# AIM OF THE EXERCISE
Write out exactly the lines running from the one that contains "target | baseball cap" through the end of the material.

# SOURCE RECORDS
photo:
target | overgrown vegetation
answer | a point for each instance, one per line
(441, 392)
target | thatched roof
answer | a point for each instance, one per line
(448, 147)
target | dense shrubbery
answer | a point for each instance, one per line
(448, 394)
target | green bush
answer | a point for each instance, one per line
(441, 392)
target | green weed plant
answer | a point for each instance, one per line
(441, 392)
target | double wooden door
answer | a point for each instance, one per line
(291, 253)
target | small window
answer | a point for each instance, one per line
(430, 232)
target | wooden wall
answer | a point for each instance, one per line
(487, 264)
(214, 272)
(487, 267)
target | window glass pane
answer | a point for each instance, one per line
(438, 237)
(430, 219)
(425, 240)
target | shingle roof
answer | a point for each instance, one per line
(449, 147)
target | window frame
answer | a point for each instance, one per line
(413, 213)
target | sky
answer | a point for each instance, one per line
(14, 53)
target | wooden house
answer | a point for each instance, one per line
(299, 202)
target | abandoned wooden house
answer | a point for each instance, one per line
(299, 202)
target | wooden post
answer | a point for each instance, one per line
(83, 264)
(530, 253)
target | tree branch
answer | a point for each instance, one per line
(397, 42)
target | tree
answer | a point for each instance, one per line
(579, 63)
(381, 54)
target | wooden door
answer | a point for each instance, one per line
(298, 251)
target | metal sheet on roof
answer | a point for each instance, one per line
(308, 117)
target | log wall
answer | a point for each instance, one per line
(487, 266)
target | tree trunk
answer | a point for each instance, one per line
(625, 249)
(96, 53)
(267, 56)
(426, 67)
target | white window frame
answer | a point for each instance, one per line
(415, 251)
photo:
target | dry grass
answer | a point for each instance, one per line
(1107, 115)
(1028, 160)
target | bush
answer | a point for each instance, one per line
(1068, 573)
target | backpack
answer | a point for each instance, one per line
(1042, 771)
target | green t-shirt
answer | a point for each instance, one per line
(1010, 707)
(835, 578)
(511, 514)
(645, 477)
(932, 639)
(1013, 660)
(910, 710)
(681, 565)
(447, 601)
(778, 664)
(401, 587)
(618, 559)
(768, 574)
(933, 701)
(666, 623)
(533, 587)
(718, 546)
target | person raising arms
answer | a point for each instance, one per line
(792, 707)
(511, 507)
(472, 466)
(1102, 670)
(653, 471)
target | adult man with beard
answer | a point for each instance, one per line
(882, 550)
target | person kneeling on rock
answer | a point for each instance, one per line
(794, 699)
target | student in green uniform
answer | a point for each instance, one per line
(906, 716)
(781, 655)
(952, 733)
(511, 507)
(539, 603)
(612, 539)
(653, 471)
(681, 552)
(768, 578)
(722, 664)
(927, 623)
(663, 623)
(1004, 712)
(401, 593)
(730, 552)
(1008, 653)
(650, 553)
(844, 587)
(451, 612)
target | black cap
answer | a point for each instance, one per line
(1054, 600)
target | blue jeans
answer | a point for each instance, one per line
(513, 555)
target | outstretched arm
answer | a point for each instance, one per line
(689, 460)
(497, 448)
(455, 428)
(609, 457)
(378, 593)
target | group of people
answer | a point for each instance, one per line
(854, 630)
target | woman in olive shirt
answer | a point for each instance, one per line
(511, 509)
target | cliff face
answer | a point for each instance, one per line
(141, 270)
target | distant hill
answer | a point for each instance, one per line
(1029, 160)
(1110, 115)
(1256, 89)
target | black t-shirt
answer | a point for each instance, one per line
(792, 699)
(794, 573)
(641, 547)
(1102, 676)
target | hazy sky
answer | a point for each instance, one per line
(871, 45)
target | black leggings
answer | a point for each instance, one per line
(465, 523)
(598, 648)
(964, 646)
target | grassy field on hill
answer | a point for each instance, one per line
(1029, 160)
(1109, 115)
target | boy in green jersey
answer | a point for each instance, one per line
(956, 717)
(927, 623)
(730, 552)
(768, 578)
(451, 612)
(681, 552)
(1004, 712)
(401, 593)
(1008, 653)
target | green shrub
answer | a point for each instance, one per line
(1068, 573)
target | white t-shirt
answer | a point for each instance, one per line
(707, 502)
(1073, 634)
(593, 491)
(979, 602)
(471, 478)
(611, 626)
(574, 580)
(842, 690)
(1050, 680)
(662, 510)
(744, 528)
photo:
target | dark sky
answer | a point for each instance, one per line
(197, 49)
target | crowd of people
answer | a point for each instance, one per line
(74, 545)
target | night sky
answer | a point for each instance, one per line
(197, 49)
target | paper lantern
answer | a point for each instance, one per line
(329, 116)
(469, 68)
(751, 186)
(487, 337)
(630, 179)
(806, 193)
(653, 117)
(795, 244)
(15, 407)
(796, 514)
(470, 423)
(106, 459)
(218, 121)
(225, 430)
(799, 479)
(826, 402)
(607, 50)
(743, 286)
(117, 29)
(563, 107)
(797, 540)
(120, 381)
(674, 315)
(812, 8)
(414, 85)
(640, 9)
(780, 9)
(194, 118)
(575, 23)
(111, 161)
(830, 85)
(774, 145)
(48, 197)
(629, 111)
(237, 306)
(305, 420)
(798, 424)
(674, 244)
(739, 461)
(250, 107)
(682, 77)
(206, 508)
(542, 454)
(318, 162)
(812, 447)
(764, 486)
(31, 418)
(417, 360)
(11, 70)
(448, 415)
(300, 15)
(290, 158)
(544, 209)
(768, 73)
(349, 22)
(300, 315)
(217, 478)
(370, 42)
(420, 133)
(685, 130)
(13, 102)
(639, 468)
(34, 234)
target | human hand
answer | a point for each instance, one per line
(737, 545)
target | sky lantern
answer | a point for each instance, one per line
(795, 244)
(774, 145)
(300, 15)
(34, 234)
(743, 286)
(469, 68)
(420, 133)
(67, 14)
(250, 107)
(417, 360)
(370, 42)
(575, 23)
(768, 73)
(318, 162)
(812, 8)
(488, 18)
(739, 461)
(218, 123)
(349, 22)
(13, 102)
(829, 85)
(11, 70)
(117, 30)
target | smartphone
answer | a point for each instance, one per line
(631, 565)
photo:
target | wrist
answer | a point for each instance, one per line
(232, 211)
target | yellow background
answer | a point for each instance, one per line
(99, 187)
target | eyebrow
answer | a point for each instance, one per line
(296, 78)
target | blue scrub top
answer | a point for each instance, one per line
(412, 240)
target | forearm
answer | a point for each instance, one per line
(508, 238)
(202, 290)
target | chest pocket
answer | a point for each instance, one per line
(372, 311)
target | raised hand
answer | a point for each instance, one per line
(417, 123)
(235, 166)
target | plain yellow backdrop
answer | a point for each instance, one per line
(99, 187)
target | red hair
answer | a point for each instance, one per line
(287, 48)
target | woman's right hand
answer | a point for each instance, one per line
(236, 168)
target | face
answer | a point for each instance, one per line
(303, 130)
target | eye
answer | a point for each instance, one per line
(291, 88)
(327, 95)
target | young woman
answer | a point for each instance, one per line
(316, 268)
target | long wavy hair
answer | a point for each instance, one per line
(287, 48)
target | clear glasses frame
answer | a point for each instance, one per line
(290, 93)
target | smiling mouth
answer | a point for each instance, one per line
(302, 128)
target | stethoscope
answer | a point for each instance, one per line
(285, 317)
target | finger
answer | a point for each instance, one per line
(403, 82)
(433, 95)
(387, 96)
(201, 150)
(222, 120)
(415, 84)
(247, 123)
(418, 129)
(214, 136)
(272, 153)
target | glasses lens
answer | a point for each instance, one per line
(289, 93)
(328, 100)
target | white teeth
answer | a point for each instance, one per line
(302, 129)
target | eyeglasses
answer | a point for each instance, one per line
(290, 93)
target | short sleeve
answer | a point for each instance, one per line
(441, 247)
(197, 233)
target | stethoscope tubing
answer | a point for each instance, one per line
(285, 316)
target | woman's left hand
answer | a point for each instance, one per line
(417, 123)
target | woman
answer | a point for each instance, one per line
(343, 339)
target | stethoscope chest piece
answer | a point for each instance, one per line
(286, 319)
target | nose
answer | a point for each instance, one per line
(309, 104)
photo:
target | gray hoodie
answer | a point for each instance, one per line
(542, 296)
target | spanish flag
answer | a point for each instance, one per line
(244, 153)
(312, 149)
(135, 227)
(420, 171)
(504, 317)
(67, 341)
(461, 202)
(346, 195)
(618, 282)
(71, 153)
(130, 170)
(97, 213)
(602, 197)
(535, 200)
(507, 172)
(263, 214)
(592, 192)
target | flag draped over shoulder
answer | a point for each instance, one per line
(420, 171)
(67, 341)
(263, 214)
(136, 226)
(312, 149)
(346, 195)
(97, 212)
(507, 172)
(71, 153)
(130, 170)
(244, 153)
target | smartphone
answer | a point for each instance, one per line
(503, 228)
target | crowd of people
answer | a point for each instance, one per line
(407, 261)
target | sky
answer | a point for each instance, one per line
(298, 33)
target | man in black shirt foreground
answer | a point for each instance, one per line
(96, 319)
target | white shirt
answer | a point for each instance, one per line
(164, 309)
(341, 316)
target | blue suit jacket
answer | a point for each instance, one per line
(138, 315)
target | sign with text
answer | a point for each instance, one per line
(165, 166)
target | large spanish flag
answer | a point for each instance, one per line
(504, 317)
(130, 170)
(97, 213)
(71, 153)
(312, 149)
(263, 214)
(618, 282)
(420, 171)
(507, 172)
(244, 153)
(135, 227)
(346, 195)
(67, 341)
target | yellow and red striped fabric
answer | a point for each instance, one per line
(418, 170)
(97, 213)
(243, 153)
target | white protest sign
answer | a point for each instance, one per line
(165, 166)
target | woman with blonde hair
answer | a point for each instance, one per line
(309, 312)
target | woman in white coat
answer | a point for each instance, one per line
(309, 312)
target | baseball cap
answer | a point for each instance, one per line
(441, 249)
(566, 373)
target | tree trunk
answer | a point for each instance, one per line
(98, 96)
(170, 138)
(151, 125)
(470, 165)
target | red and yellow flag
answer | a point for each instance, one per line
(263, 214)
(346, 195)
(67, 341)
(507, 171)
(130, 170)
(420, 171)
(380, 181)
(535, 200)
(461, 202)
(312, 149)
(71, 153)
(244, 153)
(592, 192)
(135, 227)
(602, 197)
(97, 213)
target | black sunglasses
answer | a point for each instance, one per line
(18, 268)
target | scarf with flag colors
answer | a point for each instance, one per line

# EXERCISE OUTPUT
target | baseball cap
answer | a point for each instance, one per line
(441, 249)
(566, 373)
target | tree trunk
answer | a point for each instance, one per line
(98, 96)
(170, 138)
(151, 125)
(470, 165)
target | red and yellow flag
answer | a point for each instance, one per line
(263, 214)
(346, 195)
(67, 341)
(507, 171)
(130, 170)
(420, 171)
(380, 181)
(535, 200)
(461, 202)
(312, 149)
(71, 153)
(244, 153)
(592, 192)
(135, 227)
(602, 197)
(97, 213)
target | black sunglasses
answer | a point for each instance, one per line
(18, 268)
target | scarf with flag colors
answer | a point for each instance, one per line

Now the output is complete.